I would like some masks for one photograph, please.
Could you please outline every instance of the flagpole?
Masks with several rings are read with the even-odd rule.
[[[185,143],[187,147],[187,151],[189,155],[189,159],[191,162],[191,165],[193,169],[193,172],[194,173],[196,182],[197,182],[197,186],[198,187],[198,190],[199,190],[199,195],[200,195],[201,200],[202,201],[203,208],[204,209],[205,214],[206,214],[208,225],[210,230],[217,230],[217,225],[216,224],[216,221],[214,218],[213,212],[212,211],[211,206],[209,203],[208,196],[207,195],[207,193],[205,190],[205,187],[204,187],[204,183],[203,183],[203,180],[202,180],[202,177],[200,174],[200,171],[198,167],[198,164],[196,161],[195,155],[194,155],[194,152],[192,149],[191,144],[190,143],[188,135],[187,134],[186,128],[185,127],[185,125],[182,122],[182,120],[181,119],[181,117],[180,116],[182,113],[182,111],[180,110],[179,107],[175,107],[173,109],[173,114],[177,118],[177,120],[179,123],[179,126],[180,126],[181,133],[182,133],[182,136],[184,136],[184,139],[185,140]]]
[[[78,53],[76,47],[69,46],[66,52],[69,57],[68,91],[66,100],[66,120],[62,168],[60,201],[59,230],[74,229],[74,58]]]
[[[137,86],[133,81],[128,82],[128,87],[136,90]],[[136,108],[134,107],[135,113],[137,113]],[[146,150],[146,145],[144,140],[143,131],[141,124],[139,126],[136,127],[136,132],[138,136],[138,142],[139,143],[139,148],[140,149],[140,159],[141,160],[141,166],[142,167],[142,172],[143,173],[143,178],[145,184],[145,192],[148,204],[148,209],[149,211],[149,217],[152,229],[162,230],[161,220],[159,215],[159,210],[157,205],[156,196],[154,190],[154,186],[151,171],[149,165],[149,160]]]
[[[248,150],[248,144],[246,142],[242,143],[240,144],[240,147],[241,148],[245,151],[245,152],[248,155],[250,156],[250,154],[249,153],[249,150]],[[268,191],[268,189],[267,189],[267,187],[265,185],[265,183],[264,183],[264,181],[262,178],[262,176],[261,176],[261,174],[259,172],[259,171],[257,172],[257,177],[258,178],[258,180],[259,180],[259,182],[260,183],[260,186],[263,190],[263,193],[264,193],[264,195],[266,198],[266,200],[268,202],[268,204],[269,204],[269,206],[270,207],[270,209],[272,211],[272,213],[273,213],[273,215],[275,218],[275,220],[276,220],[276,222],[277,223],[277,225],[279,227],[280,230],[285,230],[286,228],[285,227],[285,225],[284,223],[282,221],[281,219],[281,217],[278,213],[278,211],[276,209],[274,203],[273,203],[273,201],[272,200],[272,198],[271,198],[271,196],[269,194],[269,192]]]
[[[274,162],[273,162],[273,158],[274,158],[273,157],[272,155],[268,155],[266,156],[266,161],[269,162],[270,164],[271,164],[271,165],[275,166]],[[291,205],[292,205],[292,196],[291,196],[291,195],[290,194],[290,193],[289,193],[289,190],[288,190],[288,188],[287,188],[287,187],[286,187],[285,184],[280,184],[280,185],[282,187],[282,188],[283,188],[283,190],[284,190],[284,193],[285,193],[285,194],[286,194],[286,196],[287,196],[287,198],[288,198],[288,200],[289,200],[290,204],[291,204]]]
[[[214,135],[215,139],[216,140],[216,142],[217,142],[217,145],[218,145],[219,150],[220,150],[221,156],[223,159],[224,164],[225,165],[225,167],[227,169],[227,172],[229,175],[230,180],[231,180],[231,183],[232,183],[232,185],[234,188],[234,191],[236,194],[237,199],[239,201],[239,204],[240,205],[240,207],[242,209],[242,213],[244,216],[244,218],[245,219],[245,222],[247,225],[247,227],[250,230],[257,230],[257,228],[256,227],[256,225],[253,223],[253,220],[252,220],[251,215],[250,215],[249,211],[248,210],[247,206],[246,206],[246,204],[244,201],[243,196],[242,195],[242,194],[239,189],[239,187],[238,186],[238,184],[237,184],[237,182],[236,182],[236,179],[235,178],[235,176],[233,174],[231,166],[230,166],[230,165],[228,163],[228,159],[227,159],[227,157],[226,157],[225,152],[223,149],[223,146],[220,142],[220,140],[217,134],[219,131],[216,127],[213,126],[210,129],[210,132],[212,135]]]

::::::::

■ WHAT THE EXERCISE ASKS
Each line of the material above needs to be quoted exactly, please.

■ FINISHED TASK
I would like some masks for one photograph, please.
Could you please outline every instance of the flagpole?
Masks with several rings are read with the even-odd rule.
[[[185,143],[187,147],[187,151],[189,155],[189,159],[191,162],[191,165],[193,169],[193,172],[194,173],[196,182],[197,182],[197,186],[198,187],[198,190],[199,190],[199,195],[200,195],[201,200],[202,201],[203,208],[204,209],[205,214],[206,214],[208,225],[210,230],[217,230],[217,225],[216,224],[216,221],[214,218],[213,212],[212,211],[211,206],[209,203],[208,196],[207,195],[207,193],[205,190],[205,187],[204,187],[204,183],[203,183],[203,180],[202,180],[202,177],[200,174],[200,171],[198,167],[198,164],[196,161],[195,155],[194,155],[194,152],[192,149],[191,144],[190,143],[188,135],[187,134],[186,128],[185,127],[185,125],[182,122],[182,120],[181,119],[181,117],[180,116],[182,113],[182,111],[180,110],[179,107],[175,107],[173,109],[173,114],[177,118],[177,120],[179,123],[179,126],[180,126],[181,133],[182,133],[182,136],[184,136],[184,139],[185,140]]]
[[[78,53],[76,47],[69,46],[66,52],[69,57],[68,91],[66,100],[66,120],[62,168],[60,201],[59,230],[74,229],[74,58]]]
[[[137,86],[133,81],[128,82],[128,87],[136,90]],[[136,108],[134,107],[135,113],[137,113]],[[146,150],[146,145],[144,140],[143,131],[141,124],[139,126],[136,127],[136,132],[138,136],[138,142],[139,143],[139,148],[140,149],[140,159],[141,160],[141,166],[142,167],[142,172],[143,173],[143,178],[145,184],[145,192],[148,204],[148,209],[149,211],[149,217],[152,229],[162,230],[161,220],[159,215],[159,210],[157,205],[156,196],[154,190],[154,186],[151,171],[149,165],[149,160]]]
[[[248,150],[248,144],[246,142],[242,143],[240,144],[240,147],[241,148],[245,151],[245,152],[248,155],[250,156],[250,154],[249,153],[249,150]],[[268,191],[268,189],[267,189],[267,187],[265,185],[265,183],[264,183],[264,181],[262,178],[262,176],[261,176],[261,174],[259,172],[259,171],[257,172],[257,177],[258,178],[258,180],[259,180],[259,182],[260,183],[260,186],[263,190],[263,193],[264,193],[264,195],[266,198],[266,200],[268,202],[268,204],[269,204],[269,206],[270,207],[270,209],[272,211],[272,213],[273,213],[273,215],[275,218],[275,220],[276,220],[276,222],[277,223],[277,225],[279,227],[280,230],[285,230],[286,228],[285,227],[285,225],[284,223],[282,221],[281,219],[281,217],[278,213],[278,211],[276,209],[274,203],[273,203],[273,201],[272,200],[272,198],[271,198],[271,196],[269,194],[269,192]]]
[[[274,162],[273,162],[273,158],[274,158],[273,157],[272,155],[268,155],[266,156],[266,161],[269,162],[270,164],[271,164],[271,165],[275,166]],[[291,205],[292,205],[292,196],[291,196],[291,195],[290,194],[290,193],[289,193],[289,190],[288,190],[288,188],[287,188],[287,187],[286,187],[285,184],[280,184],[280,185],[282,187],[282,188],[283,188],[283,190],[284,190],[284,193],[285,193],[285,194],[286,194],[286,196],[287,196],[287,198],[288,198],[288,200],[289,200],[290,204],[291,204]]]
[[[214,135],[215,139],[216,140],[216,142],[217,142],[217,145],[218,145],[219,150],[220,150],[221,156],[223,159],[224,164],[225,165],[225,167],[227,169],[227,172],[229,175],[230,180],[231,180],[231,183],[232,183],[232,185],[234,188],[234,191],[236,194],[237,199],[239,201],[239,204],[240,205],[240,207],[242,209],[242,213],[244,216],[244,218],[245,219],[245,222],[247,225],[247,227],[250,230],[257,230],[257,228],[256,227],[256,225],[253,223],[253,220],[252,220],[251,215],[250,215],[249,211],[248,210],[247,206],[246,206],[246,204],[244,201],[243,196],[242,195],[242,194],[239,189],[239,187],[238,186],[238,184],[237,184],[237,182],[236,182],[236,179],[235,178],[235,176],[233,174],[231,166],[230,166],[230,165],[228,163],[228,159],[227,159],[227,157],[226,157],[225,152],[223,149],[223,146],[220,142],[220,140],[217,134],[219,131],[216,127],[213,126],[210,129],[210,132],[212,135]]]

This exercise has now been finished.